## Exercise objective:
Nothing after the line with "segment: side window" belongs in the copy; extract the lines below from the top through that line, pictures left out.

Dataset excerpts
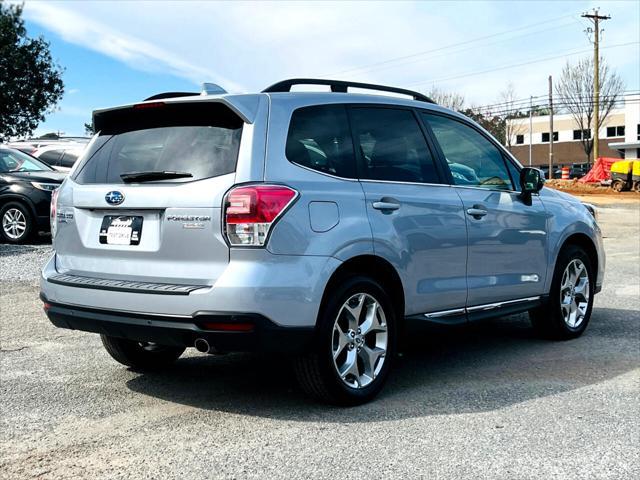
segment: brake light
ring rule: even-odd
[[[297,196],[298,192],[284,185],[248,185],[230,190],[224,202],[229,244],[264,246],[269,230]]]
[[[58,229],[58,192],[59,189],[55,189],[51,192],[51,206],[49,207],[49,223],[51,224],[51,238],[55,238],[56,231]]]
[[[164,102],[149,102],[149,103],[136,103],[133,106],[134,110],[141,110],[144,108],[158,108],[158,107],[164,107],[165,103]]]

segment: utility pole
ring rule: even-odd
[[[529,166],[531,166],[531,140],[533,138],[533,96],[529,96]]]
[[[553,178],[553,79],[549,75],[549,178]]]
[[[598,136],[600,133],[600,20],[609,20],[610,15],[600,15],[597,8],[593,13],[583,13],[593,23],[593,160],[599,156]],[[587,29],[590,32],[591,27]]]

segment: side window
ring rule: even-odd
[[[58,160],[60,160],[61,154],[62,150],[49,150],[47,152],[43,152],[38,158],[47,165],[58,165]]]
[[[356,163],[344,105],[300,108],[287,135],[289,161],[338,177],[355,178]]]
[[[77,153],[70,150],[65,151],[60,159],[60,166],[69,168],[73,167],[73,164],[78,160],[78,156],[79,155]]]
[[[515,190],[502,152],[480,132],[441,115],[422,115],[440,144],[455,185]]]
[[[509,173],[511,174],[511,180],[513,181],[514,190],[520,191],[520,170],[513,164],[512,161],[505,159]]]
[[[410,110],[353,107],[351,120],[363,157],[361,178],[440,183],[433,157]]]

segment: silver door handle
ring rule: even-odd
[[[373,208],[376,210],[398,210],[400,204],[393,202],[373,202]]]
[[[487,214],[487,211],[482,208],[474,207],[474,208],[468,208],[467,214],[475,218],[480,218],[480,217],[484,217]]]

## Final answer:
segment: brake light
ring rule: even-odd
[[[297,196],[298,192],[284,185],[248,185],[230,190],[224,202],[229,244],[264,246],[269,230]]]
[[[58,229],[58,192],[59,189],[55,189],[51,192],[51,206],[49,207],[49,223],[51,224],[51,238],[55,238],[56,231]]]
[[[164,102],[149,102],[149,103],[136,103],[133,106],[134,110],[141,110],[144,108],[158,108],[158,107],[164,107],[165,103]]]

segment: utility pole
ring rule: even-odd
[[[529,166],[531,166],[531,140],[533,138],[533,96],[529,96]]]
[[[553,178],[553,79],[549,75],[549,178]]]
[[[598,136],[600,133],[600,20],[609,20],[610,15],[600,15],[597,8],[593,13],[583,13],[593,23],[593,160],[599,156]],[[587,29],[590,32],[591,27]]]

segment: side window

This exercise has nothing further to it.